É o que acontece, nos casos das mensagens voluntariamente gravadas num voice mail alheio (cfr. Ac RP de 17/12/1997, Ac RE de 4/12/2001 e de 05/02/2003). Nesses casos, como referiu Costa Andrade, a fls. 251 da obra já citada, a gravação consentida (ou a sua utilização) configura uma forma paradigmática de exclusão do ilícito típico, não por força de qualquer justificação de lesão do bem jurídico, mas pela exclusão da tipicidade, por ausência de lesão do bem jurídico.
Porém, o consentimento, para além de abranger as situações em que o direito lesado é livremente disponível, pressupõe a efectiva intervenção do respectivo titular e não da pessoa que tiver disponibilidade sobre ele - nesse sentido, o AC T. Constitucional nº 507/94 (de 14 de Julho de 1994) julgou inconstitucional a interpretação segundo a qual a busca domiciliária em casa habitada e as subsequentes apreensões efectuadas durante aquela diligência podem ser realizadas por órgão de polícia criminal, desde que se verifique o consentimento de quem, não sendo visado por tais diligências, tiver a disponibilidade do lugar de habitação em que a busca seja efectuada.
Na parte inicial do nº 3 do artigo 126º faz-se uma ressalva para os casos previstos na lei.

◆ ◆ ◆ ◆ ◆ ◆ ◆

▶ **EXERCÍCIOS**
a. Transcreva literalmente o trecho do excerto sobre o consentimento, começando em "É o que acontece, nos" e seguindo até "do bem jurídico.".
b. Indique todas as datas que surgem no excerto sobre o consentimento.

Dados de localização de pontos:
◆ ◆ ◆ ◆ ◆ ◆ ◆

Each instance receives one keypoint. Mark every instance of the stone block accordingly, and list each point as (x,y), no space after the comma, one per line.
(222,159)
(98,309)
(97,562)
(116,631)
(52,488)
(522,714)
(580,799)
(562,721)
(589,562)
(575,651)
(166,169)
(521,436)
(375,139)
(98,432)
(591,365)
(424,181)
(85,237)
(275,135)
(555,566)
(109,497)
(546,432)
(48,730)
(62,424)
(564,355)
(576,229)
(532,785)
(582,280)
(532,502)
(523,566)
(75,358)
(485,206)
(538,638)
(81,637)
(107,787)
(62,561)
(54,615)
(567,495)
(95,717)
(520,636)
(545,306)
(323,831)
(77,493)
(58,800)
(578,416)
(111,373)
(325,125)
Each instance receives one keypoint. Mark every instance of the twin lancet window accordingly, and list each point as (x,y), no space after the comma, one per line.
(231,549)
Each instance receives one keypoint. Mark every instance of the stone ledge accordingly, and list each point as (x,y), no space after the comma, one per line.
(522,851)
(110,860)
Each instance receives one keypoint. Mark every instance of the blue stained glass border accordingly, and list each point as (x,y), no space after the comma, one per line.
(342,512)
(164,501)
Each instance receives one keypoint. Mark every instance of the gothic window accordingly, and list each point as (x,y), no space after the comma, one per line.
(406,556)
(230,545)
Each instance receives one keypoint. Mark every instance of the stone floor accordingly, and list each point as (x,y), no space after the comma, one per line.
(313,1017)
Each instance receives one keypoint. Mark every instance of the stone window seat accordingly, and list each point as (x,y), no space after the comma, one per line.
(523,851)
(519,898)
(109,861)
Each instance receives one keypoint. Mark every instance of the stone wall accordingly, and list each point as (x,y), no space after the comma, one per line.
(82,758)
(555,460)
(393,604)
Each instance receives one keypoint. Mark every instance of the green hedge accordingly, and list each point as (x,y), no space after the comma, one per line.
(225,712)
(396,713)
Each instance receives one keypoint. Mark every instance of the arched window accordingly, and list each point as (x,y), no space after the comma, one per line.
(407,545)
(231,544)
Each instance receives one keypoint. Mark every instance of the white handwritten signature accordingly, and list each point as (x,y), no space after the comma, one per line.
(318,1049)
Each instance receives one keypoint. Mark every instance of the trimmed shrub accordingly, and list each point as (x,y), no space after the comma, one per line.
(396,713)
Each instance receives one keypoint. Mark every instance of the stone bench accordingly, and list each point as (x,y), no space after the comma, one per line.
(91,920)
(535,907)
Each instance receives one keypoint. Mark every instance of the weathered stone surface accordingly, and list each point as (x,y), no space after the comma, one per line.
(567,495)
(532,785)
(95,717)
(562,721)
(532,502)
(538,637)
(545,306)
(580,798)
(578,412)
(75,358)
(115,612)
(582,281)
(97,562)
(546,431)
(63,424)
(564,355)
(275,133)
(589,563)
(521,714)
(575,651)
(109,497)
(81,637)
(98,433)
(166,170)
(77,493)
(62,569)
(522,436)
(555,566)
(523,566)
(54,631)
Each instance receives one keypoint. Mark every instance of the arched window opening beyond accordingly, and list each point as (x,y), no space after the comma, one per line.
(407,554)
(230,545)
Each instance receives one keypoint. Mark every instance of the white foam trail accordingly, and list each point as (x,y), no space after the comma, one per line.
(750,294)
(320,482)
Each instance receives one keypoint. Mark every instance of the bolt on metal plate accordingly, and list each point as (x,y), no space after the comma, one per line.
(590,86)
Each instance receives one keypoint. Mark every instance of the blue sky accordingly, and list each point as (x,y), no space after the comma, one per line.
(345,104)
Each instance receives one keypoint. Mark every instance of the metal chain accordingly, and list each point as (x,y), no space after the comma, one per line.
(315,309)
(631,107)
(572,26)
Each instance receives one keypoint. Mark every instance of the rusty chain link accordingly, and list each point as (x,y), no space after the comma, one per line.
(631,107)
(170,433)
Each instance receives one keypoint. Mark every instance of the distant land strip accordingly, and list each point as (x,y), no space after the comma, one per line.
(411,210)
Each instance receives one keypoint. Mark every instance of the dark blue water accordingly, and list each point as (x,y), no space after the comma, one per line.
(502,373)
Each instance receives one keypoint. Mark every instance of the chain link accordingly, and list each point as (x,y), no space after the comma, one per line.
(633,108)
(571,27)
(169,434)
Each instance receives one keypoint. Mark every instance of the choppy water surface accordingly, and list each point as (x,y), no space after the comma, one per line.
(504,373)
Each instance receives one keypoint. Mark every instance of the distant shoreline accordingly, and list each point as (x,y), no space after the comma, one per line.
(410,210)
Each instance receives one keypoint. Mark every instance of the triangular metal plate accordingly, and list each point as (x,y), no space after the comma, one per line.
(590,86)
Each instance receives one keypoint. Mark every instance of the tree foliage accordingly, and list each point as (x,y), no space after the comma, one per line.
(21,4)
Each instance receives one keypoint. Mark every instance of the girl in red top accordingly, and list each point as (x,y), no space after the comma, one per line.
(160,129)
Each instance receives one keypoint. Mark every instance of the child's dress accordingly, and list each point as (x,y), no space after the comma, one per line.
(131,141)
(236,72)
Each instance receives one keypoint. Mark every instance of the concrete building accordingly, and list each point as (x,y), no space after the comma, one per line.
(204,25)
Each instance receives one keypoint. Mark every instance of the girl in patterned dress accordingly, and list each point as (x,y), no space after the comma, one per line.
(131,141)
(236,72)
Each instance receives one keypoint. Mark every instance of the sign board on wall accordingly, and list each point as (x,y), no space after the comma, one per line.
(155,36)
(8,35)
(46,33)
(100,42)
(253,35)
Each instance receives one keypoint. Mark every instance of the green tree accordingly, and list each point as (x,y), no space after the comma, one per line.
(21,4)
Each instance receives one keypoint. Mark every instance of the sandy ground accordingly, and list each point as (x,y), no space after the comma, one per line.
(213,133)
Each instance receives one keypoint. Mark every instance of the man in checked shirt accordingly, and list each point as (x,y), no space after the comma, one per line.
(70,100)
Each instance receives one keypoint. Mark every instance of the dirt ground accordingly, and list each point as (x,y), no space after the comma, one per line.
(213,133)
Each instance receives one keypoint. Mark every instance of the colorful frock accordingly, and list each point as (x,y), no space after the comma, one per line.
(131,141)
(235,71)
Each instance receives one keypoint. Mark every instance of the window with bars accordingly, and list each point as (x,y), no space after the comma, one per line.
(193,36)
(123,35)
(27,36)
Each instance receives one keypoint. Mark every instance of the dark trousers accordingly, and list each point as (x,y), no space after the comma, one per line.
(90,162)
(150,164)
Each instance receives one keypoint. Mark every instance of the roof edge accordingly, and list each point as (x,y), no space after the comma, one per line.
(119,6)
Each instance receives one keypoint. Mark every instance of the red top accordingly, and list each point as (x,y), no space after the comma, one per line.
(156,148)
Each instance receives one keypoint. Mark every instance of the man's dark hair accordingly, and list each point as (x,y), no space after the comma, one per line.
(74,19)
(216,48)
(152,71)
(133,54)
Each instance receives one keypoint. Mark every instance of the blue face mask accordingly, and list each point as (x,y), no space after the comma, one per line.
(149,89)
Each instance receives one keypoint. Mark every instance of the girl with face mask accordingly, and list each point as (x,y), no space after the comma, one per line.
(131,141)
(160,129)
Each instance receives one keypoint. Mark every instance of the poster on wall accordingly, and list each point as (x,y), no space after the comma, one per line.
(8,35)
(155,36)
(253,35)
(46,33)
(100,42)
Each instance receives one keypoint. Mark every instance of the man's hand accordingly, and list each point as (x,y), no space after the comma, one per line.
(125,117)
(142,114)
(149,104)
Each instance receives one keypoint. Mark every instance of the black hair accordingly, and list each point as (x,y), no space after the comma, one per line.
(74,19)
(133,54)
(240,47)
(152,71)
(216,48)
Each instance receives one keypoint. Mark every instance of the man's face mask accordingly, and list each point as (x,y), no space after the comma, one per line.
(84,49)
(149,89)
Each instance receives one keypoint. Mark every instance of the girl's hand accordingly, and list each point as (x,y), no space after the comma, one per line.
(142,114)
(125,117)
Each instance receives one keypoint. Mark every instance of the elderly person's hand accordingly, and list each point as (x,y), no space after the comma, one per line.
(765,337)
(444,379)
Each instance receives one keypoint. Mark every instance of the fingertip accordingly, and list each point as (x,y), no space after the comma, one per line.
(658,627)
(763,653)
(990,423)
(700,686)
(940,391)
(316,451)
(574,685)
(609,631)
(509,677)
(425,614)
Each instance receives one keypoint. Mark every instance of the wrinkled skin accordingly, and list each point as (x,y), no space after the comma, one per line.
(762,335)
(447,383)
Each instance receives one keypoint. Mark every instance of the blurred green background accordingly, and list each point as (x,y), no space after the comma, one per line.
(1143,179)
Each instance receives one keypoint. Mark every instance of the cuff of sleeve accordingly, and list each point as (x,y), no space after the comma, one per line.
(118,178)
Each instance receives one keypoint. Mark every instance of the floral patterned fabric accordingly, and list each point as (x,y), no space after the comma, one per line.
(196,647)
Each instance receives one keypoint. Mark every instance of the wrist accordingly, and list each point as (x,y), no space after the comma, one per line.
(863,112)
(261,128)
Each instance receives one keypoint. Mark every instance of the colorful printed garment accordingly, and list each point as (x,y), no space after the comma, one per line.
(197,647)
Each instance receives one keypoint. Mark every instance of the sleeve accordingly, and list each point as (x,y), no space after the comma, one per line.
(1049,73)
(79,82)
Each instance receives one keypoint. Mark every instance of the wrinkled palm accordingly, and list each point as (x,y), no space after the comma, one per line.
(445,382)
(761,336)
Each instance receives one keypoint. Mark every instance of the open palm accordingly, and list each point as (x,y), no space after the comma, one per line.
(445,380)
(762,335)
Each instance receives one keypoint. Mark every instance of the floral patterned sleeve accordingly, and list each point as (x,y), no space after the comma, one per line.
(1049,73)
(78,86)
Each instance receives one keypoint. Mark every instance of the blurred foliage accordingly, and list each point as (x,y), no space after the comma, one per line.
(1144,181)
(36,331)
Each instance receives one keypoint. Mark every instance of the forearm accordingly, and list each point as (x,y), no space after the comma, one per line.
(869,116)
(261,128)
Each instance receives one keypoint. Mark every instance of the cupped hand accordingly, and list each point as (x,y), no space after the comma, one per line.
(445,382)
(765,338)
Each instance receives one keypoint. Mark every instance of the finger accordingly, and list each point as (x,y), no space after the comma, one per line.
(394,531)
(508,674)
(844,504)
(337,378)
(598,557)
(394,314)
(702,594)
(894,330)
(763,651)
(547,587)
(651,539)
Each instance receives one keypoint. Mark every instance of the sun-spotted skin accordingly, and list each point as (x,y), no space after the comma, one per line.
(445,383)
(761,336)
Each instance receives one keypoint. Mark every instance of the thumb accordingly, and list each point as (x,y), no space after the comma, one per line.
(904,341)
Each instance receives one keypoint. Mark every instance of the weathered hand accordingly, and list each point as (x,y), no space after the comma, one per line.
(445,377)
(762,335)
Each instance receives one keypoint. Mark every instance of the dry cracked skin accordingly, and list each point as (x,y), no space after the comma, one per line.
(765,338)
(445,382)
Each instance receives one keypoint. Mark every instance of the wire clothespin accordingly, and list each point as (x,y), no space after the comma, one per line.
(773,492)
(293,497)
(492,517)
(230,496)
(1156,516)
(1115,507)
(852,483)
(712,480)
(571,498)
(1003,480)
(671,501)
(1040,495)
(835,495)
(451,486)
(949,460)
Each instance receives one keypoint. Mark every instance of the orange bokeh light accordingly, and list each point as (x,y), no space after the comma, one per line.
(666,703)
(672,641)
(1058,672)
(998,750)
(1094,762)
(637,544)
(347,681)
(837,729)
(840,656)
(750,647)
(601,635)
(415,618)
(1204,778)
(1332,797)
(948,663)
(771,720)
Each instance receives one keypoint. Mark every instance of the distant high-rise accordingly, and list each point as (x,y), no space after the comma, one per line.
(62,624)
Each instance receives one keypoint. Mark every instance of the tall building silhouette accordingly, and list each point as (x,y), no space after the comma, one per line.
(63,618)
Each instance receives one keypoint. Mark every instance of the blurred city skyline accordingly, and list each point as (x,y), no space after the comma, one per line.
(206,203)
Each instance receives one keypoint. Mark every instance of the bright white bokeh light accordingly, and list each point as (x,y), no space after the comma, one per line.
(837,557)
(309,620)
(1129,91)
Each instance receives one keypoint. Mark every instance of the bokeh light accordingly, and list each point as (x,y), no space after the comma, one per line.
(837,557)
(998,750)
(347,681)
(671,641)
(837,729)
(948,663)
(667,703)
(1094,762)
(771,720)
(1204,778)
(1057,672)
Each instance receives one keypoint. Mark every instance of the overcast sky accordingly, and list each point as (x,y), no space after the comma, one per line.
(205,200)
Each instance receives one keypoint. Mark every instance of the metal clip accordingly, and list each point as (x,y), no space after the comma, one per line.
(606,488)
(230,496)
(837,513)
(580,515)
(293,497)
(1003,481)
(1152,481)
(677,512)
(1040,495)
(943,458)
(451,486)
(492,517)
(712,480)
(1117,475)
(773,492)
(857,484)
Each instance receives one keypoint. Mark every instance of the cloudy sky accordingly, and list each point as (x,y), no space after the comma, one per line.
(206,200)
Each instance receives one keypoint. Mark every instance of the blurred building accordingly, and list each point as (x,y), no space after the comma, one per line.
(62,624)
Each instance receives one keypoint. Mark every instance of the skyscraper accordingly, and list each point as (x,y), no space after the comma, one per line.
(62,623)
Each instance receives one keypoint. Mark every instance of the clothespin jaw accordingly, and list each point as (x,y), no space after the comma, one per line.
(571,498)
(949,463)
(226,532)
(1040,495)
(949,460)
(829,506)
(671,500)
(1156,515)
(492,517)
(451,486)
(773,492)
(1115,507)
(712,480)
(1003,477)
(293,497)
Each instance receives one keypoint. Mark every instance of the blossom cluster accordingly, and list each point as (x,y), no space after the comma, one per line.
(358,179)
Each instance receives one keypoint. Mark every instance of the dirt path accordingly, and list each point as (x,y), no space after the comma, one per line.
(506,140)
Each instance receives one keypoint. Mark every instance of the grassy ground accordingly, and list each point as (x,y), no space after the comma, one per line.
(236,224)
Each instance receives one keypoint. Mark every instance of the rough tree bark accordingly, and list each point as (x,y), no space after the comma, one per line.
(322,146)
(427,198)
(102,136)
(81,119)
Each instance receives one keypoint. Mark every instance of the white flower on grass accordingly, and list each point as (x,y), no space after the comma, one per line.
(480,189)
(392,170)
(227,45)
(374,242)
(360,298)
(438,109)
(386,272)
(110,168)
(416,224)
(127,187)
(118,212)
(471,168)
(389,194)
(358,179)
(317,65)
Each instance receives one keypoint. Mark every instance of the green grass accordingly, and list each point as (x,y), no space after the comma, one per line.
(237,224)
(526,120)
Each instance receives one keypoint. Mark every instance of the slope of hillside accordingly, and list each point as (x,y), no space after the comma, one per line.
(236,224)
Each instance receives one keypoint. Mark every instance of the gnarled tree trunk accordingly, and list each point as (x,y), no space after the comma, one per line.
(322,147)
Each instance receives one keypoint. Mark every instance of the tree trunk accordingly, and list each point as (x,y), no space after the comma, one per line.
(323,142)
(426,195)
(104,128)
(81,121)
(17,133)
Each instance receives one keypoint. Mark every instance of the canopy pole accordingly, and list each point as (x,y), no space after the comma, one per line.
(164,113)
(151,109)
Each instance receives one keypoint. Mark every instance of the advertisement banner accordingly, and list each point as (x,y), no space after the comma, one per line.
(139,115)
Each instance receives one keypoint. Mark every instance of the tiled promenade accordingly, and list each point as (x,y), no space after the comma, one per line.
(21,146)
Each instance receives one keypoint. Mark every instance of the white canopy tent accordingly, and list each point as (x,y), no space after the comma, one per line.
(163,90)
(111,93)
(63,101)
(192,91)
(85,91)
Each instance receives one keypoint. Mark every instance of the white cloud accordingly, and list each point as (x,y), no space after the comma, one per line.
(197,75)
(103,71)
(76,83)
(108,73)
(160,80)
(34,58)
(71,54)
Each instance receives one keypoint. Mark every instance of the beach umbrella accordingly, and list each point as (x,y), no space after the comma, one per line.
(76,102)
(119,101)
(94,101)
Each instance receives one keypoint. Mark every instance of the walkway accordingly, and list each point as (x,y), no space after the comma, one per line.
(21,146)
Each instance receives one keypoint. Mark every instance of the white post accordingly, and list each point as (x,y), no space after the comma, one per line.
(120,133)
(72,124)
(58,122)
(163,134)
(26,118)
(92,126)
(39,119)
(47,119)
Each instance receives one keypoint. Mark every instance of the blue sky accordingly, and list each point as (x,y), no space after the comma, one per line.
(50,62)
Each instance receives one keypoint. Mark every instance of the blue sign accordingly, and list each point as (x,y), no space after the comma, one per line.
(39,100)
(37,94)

◆ ◆ ◆ ◆ ◆ ◆ ◆

▶ **SOLUÇÕES POR ORDEM**
a.
É o que acontece, nos casos das mensagens voluntariamente gravadas num voice mail alheio (cfr. Ac RP de 17/12/1997, Ac RE de 4/12/2001 e de 05/02/2003). Nesses casos, como referiu Costa Andrade, a fls. 251 da obra já citada, a gravação consentida (ou a sua utilização) configura uma forma paradigmática de exclusão do ilícito típico, não por força de qualquer justificação de lesão do bem jurídico, mas pela exclusão da tipicidade, por ausência de lesão do bem jurídico.

b. 17/12/1997; 4/12/2001; 05/02/2003; 14 de Julho de 1994